PROBLEM: Take the line that contains "of the athletic" as the first line and the final line of the records as the last; return exactly those lines and the lines between.

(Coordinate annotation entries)
--------

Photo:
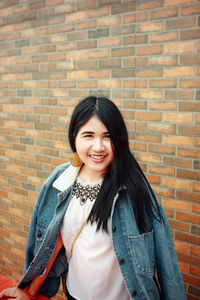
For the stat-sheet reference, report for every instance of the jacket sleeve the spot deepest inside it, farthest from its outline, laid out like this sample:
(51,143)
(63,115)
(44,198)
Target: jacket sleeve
(168,271)
(29,254)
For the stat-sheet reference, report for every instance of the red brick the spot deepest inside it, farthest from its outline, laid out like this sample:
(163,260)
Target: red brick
(190,34)
(188,174)
(178,2)
(163,37)
(149,50)
(162,83)
(149,26)
(180,226)
(178,140)
(149,5)
(180,23)
(145,157)
(190,10)
(185,47)
(181,247)
(162,170)
(195,251)
(162,105)
(178,118)
(178,162)
(189,83)
(179,72)
(187,196)
(175,204)
(164,13)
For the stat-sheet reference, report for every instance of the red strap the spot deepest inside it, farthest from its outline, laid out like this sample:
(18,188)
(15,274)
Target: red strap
(37,282)
(37,297)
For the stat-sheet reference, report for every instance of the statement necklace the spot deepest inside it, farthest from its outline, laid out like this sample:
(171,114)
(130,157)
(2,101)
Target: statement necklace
(84,191)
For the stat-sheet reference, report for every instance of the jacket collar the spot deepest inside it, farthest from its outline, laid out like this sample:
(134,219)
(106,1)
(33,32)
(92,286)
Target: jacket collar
(66,179)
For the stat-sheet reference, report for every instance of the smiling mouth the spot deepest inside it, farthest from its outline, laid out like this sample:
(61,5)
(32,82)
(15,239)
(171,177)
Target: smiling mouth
(97,158)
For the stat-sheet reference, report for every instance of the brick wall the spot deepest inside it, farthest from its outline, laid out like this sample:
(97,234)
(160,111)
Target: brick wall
(144,55)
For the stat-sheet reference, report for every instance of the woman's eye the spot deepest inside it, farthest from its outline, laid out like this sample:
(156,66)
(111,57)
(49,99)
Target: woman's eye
(88,135)
(107,136)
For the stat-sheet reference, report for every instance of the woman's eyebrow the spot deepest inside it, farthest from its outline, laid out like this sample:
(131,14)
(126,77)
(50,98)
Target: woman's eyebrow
(87,132)
(92,132)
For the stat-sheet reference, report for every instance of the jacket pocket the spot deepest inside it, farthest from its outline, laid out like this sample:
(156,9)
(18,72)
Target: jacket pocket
(143,253)
(39,235)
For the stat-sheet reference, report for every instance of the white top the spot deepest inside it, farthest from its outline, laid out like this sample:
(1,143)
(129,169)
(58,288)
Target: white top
(93,273)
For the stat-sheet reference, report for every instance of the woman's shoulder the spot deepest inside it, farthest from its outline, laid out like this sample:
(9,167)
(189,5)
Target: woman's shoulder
(56,173)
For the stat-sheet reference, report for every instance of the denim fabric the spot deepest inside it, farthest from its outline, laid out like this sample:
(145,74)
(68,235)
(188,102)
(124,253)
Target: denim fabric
(139,255)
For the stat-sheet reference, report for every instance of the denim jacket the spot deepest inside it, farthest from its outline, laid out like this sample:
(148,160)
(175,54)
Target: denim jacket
(139,256)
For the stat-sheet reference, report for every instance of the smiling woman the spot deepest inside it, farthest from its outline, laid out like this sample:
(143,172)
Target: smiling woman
(94,148)
(115,233)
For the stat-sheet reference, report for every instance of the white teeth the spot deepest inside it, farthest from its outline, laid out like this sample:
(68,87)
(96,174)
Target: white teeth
(97,157)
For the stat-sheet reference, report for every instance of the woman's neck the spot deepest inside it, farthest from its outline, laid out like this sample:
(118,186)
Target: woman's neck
(90,176)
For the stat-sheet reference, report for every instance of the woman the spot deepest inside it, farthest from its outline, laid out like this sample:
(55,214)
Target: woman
(117,241)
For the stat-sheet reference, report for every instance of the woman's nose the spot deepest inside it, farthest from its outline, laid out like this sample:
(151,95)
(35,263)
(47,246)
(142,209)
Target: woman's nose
(98,145)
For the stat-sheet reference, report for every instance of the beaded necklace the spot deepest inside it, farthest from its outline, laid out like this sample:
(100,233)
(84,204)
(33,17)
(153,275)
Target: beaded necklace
(84,191)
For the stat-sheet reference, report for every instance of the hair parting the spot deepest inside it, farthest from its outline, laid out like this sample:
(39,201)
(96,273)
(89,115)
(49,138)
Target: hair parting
(124,175)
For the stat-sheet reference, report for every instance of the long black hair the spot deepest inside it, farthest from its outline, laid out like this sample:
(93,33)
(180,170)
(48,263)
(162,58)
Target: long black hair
(124,170)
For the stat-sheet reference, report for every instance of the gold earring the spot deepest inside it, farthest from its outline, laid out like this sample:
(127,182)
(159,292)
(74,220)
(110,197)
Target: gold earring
(76,161)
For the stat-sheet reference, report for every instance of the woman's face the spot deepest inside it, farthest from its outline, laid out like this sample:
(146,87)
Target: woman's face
(94,148)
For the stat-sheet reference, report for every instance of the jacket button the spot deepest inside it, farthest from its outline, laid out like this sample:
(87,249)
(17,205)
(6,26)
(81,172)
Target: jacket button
(39,234)
(134,293)
(114,228)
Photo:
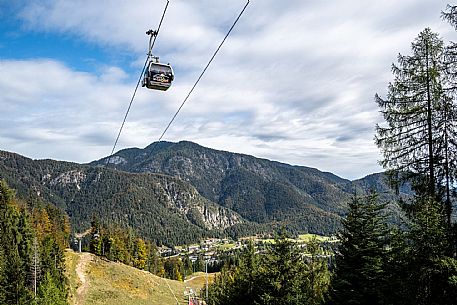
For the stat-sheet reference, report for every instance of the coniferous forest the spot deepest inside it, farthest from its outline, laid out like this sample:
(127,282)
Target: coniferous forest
(33,236)
(380,258)
(410,261)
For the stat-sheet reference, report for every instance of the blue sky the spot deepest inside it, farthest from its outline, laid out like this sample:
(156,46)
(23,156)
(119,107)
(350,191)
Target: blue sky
(294,82)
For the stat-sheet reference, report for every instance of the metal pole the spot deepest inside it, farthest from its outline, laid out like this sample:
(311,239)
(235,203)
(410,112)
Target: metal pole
(206,271)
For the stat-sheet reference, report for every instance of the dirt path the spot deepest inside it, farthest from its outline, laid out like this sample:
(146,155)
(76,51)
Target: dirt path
(81,268)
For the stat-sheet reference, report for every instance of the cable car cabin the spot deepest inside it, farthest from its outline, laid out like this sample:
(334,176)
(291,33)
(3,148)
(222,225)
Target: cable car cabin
(158,76)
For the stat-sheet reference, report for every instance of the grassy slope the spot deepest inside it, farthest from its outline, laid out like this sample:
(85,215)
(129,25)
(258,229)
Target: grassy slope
(115,283)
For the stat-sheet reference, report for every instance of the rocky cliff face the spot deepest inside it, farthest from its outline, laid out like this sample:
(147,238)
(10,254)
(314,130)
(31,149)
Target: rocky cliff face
(179,192)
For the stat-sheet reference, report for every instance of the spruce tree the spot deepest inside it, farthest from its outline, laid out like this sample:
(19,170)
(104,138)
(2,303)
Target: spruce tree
(419,139)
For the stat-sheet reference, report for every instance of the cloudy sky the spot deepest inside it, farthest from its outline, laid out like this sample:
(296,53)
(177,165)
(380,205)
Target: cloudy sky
(294,82)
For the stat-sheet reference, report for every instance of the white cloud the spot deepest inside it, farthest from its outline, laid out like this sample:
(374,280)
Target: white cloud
(295,81)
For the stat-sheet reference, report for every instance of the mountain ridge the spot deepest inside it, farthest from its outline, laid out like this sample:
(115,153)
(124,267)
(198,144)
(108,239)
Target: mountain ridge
(181,192)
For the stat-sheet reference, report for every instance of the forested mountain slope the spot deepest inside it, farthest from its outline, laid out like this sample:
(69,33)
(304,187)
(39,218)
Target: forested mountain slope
(181,192)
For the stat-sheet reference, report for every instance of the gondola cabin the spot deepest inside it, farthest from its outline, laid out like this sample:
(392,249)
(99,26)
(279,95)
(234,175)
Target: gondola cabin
(158,76)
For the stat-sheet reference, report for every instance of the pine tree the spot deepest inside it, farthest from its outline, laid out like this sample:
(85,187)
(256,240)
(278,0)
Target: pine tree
(431,271)
(14,248)
(418,141)
(359,271)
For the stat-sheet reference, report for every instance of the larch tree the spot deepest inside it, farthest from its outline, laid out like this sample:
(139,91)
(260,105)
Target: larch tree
(418,141)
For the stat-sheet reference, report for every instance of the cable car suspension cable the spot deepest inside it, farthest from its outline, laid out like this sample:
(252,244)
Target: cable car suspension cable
(151,45)
(200,77)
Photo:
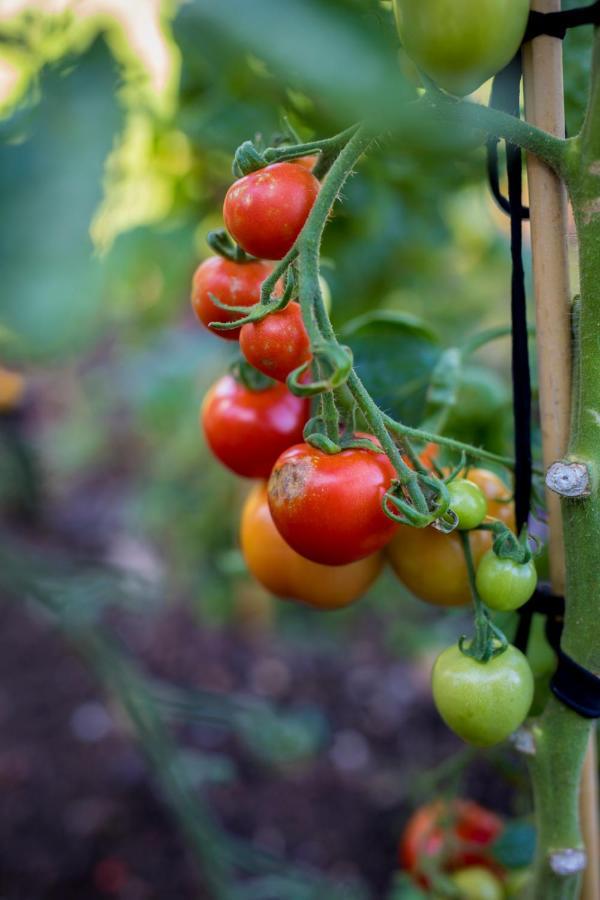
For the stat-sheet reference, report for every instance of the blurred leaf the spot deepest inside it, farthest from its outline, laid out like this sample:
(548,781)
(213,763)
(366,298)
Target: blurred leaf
(344,53)
(52,290)
(394,355)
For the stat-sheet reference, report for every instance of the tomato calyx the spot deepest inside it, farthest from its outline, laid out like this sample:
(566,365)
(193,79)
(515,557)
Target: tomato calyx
(220,242)
(398,503)
(249,158)
(249,377)
(325,355)
(268,303)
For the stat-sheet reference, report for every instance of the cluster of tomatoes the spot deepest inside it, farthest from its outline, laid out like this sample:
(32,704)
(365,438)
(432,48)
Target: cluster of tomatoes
(314,528)
(451,844)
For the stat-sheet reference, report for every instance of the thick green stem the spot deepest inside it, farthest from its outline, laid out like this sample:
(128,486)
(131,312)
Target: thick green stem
(465,114)
(561,737)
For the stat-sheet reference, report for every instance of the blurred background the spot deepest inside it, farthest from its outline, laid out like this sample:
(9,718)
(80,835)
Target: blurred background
(169,729)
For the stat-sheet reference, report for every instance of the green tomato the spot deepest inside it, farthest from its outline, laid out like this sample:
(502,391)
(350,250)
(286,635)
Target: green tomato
(517,882)
(477,883)
(461,43)
(482,702)
(468,502)
(504,584)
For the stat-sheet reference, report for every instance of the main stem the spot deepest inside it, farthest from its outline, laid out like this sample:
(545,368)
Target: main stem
(562,736)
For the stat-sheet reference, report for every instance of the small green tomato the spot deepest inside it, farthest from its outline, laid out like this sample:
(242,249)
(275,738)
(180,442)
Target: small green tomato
(504,584)
(477,883)
(482,702)
(468,501)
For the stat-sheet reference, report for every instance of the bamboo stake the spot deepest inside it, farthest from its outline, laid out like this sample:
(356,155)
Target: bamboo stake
(544,107)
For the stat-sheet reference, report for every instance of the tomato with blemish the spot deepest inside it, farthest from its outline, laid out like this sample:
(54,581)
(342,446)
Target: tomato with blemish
(328,506)
(277,344)
(233,283)
(247,430)
(265,211)
(456,834)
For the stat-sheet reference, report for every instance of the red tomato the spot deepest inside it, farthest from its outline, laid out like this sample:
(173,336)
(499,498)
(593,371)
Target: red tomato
(277,344)
(265,211)
(308,162)
(286,574)
(247,430)
(236,284)
(328,506)
(459,834)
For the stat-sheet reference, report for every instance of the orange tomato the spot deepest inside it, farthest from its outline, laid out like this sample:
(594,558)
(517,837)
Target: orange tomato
(286,574)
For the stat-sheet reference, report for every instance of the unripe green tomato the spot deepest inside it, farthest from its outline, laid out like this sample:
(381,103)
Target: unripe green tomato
(517,882)
(461,43)
(477,883)
(482,702)
(468,501)
(504,584)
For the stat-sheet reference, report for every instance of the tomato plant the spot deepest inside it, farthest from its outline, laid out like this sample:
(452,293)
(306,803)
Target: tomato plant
(233,283)
(432,565)
(483,702)
(450,836)
(468,501)
(277,344)
(462,44)
(247,430)
(286,574)
(477,883)
(504,584)
(328,507)
(266,210)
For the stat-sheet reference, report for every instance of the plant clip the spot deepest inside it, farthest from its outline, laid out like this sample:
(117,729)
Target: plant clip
(247,159)
(576,687)
(337,358)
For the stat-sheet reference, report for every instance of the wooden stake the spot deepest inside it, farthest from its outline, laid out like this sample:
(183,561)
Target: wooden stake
(544,107)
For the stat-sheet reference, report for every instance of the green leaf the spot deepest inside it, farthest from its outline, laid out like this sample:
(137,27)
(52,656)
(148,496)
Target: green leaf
(51,183)
(442,392)
(394,355)
(515,847)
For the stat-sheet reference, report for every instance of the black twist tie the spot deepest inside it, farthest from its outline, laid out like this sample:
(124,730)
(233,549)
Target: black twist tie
(550,605)
(505,96)
(558,23)
(576,687)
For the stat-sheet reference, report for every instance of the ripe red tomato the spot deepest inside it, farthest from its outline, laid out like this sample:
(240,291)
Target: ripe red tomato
(286,574)
(236,284)
(460,834)
(247,430)
(265,210)
(277,344)
(328,506)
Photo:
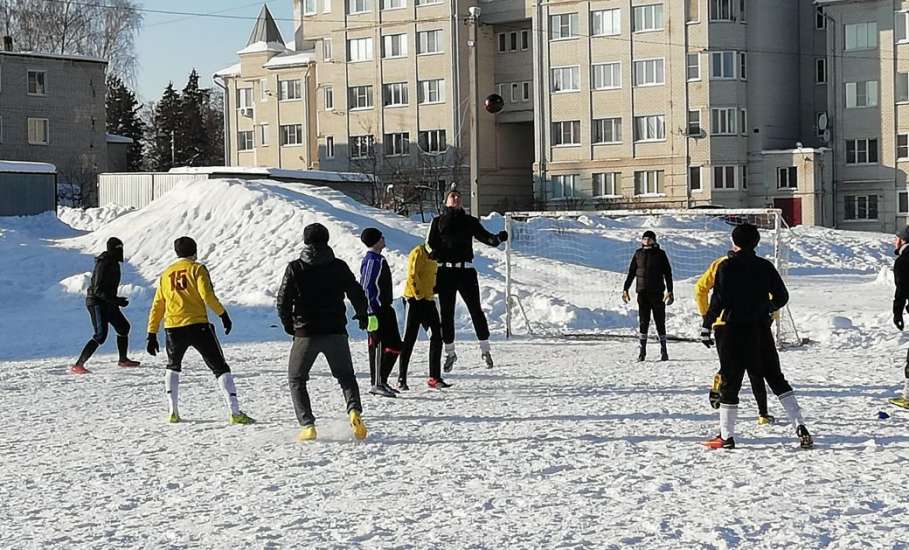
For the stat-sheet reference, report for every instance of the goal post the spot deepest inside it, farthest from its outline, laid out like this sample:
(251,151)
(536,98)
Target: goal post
(565,270)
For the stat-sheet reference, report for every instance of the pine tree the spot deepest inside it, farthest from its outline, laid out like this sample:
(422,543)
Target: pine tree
(123,119)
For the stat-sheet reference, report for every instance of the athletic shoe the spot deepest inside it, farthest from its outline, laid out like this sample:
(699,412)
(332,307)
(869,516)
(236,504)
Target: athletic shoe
(719,443)
(357,425)
(805,439)
(307,433)
(241,418)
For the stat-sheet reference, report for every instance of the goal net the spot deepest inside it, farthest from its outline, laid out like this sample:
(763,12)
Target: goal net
(565,270)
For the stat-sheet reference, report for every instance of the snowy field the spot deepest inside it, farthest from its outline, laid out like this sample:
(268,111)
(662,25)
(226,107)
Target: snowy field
(563,445)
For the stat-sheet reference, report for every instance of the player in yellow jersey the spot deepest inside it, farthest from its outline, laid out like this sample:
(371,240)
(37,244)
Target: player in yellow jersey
(184,291)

--------

EXERCISE ANSWER:
For the stat-sheet reference, report for every instance of the athletic shoe the spot deepest inside it, farthest from its outline, laid out like this sample:
(699,412)
(332,307)
(869,516)
(236,504)
Target: athletic shoe
(719,443)
(357,425)
(805,439)
(307,433)
(241,418)
For the stat-sheet reference, report for every instance of the goal net the spot deepest inside it, farthest from its outline, laid out like this sample:
(763,12)
Target: goal net
(565,270)
For the stat-sheet reference, report for every instance of the snowy field the spot deepest inside it, farthest from its outline, laid out like this sample:
(268,111)
(662,25)
(226,107)
Target: snowy field
(563,445)
For the stat-sheet reference, report for every instance of the player in yellow jersey the spot deepest inside it, farthest from its outline, laid out like this sample:
(371,240)
(37,244)
Target: player in yellow jersey
(184,291)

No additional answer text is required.